### Work instructions:
#1 List the states that the passage about the conference in Belgrade says had observer status.
#2 In the passage about the conference in Belgrade, who headed the Yugoslav State Committee for the Preparation of the Conference?

### Quoted passage:
The Brijuni Islands, an archipelago in the Socialist Republic of Croatia, were initially considered to host the summit, after they hosted the Brioni Meeting of 1956. Belgrade was ultimately selected due to Brijuni's insufficient venues and concentration of the international communication and media facilities in the capital city of Yugoslavia.

Vladimir Popović was the head of the Yugoslav State Committee for the Preparation of the Conference. The conference brought together 25 independent states. In addition, there were three states that had observer status, eleven socialist parties, trade unions from Japan and four other organizations. Socio-economic differences between participants were great and, from the beginning, participating states often showed different interests. Yugoslavia attached special importance to Latin American participation. The participation of these countries, along with the representatives of Europe, should have given the conference the character of a gathering where all parts of the world are represented, and avoid reduction to an Afro-Asian meeting as was case with some meetings before.

President Tito only partially succeeded in bringing together all parts of the world to the conference. From Latin America, only Cuba was a full participant, while Bolivia, Brazil and Ecuador had observer status. The reason for that was the inability of these states to resist some pressure from the United States which wanted to preserve its role in the Western Hemisphere. The representatives of Yugoslavia were especially disappointed with Mexico's last minute cancelation. Of the European countries, only Cyprus and Yugoslavia as a host participated in the meeting.

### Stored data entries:
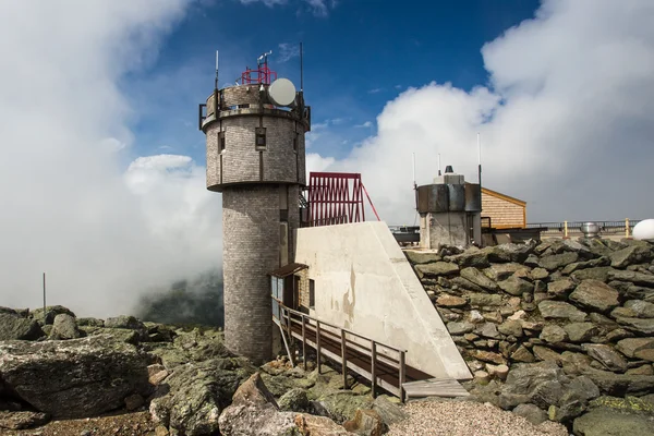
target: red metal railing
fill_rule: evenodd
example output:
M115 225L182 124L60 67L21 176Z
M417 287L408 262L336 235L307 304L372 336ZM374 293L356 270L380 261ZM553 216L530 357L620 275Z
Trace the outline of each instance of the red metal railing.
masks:
M360 173L312 172L308 175L308 223L315 226L342 225L365 220L363 194L379 219Z

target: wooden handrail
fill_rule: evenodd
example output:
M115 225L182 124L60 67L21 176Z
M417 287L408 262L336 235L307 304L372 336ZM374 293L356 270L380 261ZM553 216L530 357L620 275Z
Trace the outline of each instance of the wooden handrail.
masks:
M335 354L332 351L329 350L329 348L325 349L325 353L326 353L327 358L332 359L332 360L338 361L338 359L340 358L344 389L347 389L347 387L348 387L347 386L348 385L347 348L348 348L348 344L350 344L352 348L356 349L356 350L354 350L354 352L360 353L360 355L363 354L363 355L368 355L371 358L371 372L370 373L366 370L358 366L358 364L353 364L353 363L351 363L350 368L352 371L354 371L355 373L364 376L365 378L371 379L373 396L376 395L377 386L382 386L386 390L390 389L391 392L393 392L393 393L397 392L396 395L398 395L398 397L400 397L400 399L402 401L404 401L404 388L402 385L404 384L405 378L407 378L407 363L405 363L407 350L401 350L396 347L387 346L386 343L377 342L374 339L366 338L365 336L359 335L352 330L338 327L330 323L325 323L325 322L314 318L313 316L310 316L305 313L287 307L281 300L277 299L275 296L272 296L272 300L275 300L275 302L279 306L278 316L280 319L278 319L278 324L280 325L280 327L283 325L282 332L286 327L288 335L290 337L292 337L293 334L299 335L298 329L301 327L302 353L304 356L306 356L306 342L310 340L310 338L307 337L307 334L308 334L307 325L315 327L315 342L314 343L315 343L315 349L316 349L316 365L318 368L318 373L320 372L320 363L322 363L322 354L323 354L322 337L325 336L330 341L340 342L340 355L338 355L339 353ZM274 318L277 318L277 314L274 313L272 316L274 316ZM300 319L298 319L298 317ZM293 326L296 326L296 327L293 327ZM326 329L325 327L335 329L336 331L330 331L329 329ZM356 338L363 339L365 341L370 341L370 343L371 343L370 349L360 342L356 342L353 340L348 340L348 337L347 337L348 335L352 335ZM386 353L382 353L382 355L379 355L379 353L378 353L379 348L397 352L398 359L395 360L391 356L387 355ZM361 358L358 358L358 359L361 359ZM377 372L378 372L379 363L390 366L393 370L397 368L398 386L392 386L388 382L378 377ZM306 370L306 359L304 360L304 368ZM388 374L388 373L386 373L386 374ZM377 380L378 378L379 378L379 380Z

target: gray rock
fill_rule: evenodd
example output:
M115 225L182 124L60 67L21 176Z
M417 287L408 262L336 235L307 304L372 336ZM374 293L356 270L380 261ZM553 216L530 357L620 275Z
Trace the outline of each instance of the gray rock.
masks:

### Exercise solutions:
#1 Bolivia, Brazil, Ecuador

#2 Vladimir Popović